Есть опять же предположения, что все организовали американские спецслужбы, чтобы вернуть своего агента в Японию. В поддержку этой версии долго приводили один на первый взгляд действительно странный документ. Когда Освальд подцепил упомянутую выше нехорошую болезнь, то врач в госпитале записал, что она была получена не по вине солдата, а «в результате выполнения им служебных обязанностей». Казалось, вот оно, доказательство! Освальд спал с японками по заданию ЦРУ или во- енно-морской разведки.
Но здесь все, увы, гораздо проще. Если помните, то при предыдущем инциденте с оружием в деле Освальда была точно такая же формулировка. Она просто отражала существовавшее тогда в армии США законодательство. А оно гласило, что при любом инциденте или болезни военнослужащего «собственная вина» была налицо только в одном случае: когда солдат нанес себе ранение или подцепил болезнь умышленно. Если же он сделал это по неосторожности, то использовалась стандартная формулировка «при выполнении служебных обязанностей». На первый взгляд странно. На самом деле, учитывая любвеобильность американских морпехов, начальство боялось, что при другом подходе придется регулярно наказывать 90 процентов военнослужащих. Может быть, Освальд и продолжал контакты с ЦРУ или военно-морской разведкой, но теперь они концентрировались вокруг предстоявшей заброски марксиста Освальда в Советский Союз.
Освальд, прибыв с Тайваня, попросился в госпиталь, утверждая, что надорвался при строительстве артиллерийских позиций (морпехам приходилось затаскивать орудия на вершину холма). Однако врач не смог обнаружить никакой болезни за исключением остаточных признаков гонореи. В любом случае, на базу Ацуги Ли Харви Освальд уже не вернулся. Было принято решение об отправке его в США. Поджидая свой корабль, Освальд временно проходил службу на военно-воздушной базе Ивакуни. Причем интересно, что это уже была не такая секретная база и располагалась она в 430 милях от Токио. Если бы американская разведка хотела, чтобы Освальд продолжал свои полезные контакты с коммунистическими шпионами, то зачем было переводить его на абсолютно новое место? Теперь уже Освальда хотели перебросить на родину, где он должен был подготовиться к путешествию в СССР. Видимо, от пребывания Освальда в Японии американская разведка особых результатов не имела.
База Ивакуни входила в единую систему ПВО американских и японских ВВС. В случае советской или китайской военно-воздушной атаки ее операторы должны были обеспечить вылет истребителей наперехват с разных аэродромов. На новом месте Освальд встретил старого знакомого по курсам радиолокационных операторов в Кизелере Овена Деяновича. Тот был поражен переменой, произошедшей с одним из лучших некогда курсантов. Освальд, вспоминал Деянович, стал смотреть на мир с горечью. Ли на чем свет стоит костерил американский империализм, используя марксистскую фразеологию. Деянович абсолютно правильно рассудил, что Освальд просто хотел шокировать своих сослуживцев. То есть практически повторялась ситуация, произошедшая в Новом Орлеане тремя годами раньше. Деянович, кстати, рассказывал комиссии Уоррена немного странную историю о том, что у Освальда появилась подруга «евразийского вида» (по терминологии Деяновича, видимо, русская, по крайней мере, не с японским разрезом глаз). Деянович тоже считал, что она слишком хороша для «кролика». Другой морской пехотинец вспоминал смутно, что эта «евразийка», наверное, учила Освальда русскому языку.

● **ИСХОДНЫЕ ДАННЫЕ**
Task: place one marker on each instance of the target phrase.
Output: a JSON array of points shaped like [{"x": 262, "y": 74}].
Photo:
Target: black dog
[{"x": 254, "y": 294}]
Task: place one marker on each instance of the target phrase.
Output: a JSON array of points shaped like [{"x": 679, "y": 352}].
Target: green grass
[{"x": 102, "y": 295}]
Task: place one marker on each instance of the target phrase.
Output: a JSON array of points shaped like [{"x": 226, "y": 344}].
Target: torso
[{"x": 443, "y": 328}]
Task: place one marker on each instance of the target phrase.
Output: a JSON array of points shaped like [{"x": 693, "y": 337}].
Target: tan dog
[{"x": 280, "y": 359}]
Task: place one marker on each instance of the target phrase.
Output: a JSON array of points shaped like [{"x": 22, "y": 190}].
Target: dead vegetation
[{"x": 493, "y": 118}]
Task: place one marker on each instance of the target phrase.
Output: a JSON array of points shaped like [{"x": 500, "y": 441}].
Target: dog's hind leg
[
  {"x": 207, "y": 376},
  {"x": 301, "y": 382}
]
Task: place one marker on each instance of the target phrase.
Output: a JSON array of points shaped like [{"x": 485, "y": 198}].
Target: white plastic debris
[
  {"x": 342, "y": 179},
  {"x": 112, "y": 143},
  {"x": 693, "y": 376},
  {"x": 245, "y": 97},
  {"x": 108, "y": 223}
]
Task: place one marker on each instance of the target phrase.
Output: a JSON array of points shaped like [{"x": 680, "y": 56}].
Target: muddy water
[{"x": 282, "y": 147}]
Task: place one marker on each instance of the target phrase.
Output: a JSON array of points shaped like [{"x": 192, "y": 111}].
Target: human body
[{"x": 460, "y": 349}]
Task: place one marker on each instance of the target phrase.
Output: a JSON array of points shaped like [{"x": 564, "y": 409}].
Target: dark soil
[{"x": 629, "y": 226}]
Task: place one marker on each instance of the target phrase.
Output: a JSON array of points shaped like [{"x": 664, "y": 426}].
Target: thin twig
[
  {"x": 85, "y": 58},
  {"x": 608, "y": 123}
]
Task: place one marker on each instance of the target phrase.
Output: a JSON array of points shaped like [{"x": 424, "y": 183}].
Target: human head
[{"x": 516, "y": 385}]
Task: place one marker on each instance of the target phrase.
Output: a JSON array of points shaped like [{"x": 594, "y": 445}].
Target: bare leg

● **ЗАДАНИЕ**
Перепишите часть фрагмента текста, заменив «морпехов» на «моряков». Начните с места, где стоят слова «Но здесь все, увы, гораздо», и остановитесь после слов «в Советский Союз.». Пользуйтесь только фрагментом текста.

● **ОТВЕТ**
Но здесь все, увы, гораздо проще. Если помните, то при предыдущем инциденте с оружием в деле Освальда была точно такая же формулировка. Она просто отражала существовавшее тогда в армии США законодательство. А оно гласило, что при любом инциденте или болезни военнослужащего «собственная вина» была налицо только в одном случае: когда солдат нанес себе ранение или подцепил болезнь умышленно. Если же он сделал это по неосторожности, то использовалась стандартная формулировка «при выполнении служебных обязанностей». На первый взгляд странно. На самом деле, учитывая любвеобильность американских моряков, начальство боялось, что при другом подходе придется регулярно наказывать 90 процентов военнослужащих. Может быть, Освальд и продолжал контакты с ЦРУ или военно-морской разведкой, но теперь они концентрировались вокруг предстоявшей заброски марксиста Освальда в Советский Союз.